• [Request]: Restate word for word the lines from the one containing "# draw the outline of every instance of the rose" through the end of the listing below, with both ends included.

• [A run of records]:
--- BEGIN ---

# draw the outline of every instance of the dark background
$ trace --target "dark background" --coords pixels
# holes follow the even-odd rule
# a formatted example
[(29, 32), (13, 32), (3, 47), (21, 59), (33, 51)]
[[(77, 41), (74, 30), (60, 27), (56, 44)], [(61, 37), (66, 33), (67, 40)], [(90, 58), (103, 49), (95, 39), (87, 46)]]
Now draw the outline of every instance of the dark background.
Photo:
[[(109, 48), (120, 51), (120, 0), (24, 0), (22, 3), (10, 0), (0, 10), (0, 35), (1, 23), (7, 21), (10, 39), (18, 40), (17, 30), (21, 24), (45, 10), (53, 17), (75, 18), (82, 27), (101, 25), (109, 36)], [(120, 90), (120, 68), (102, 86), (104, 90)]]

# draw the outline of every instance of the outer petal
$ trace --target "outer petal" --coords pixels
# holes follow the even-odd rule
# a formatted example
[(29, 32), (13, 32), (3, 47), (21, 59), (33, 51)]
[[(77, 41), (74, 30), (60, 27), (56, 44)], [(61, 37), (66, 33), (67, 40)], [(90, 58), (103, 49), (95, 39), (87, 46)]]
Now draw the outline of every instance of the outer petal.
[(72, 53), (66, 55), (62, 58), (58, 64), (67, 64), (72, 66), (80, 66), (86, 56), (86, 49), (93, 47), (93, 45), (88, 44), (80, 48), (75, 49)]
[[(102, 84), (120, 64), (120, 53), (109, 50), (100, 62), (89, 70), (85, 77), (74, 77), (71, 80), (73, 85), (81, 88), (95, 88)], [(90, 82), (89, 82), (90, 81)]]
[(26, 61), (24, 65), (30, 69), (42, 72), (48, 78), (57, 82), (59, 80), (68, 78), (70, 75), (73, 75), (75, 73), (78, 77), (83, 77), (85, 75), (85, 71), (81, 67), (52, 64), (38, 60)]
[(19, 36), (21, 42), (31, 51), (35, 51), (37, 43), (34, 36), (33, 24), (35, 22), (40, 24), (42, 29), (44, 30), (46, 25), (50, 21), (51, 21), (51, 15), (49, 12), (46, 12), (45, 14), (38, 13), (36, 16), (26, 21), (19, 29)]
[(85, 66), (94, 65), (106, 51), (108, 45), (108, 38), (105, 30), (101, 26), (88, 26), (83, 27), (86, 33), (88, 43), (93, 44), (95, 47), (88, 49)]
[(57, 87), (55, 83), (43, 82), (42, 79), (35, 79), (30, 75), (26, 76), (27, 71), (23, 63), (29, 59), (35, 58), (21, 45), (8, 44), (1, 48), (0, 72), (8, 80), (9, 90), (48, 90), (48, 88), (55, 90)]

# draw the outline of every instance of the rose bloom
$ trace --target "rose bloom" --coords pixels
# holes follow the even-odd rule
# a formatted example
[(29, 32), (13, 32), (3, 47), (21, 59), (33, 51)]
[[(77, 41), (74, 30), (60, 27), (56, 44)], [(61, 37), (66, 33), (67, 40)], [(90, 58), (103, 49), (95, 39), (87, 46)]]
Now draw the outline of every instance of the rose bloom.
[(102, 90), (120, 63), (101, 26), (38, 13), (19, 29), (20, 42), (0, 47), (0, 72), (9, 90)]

--- END ---

• [Solution for this exercise]:
# draw the outline of every instance of the rose bloom
$ trace --target "rose bloom" --coords pixels
# holes follow the even-odd rule
# a formatted example
[(29, 32), (13, 32), (3, 47), (21, 59), (33, 51)]
[[(77, 41), (74, 30), (60, 27), (56, 44)], [(61, 37), (66, 33), (67, 40)], [(90, 58), (103, 49), (95, 39), (87, 46)]]
Now draw the outline of every instance of the rose bloom.
[(102, 90), (120, 63), (101, 26), (38, 13), (19, 29), (20, 42), (0, 47), (0, 72), (9, 90)]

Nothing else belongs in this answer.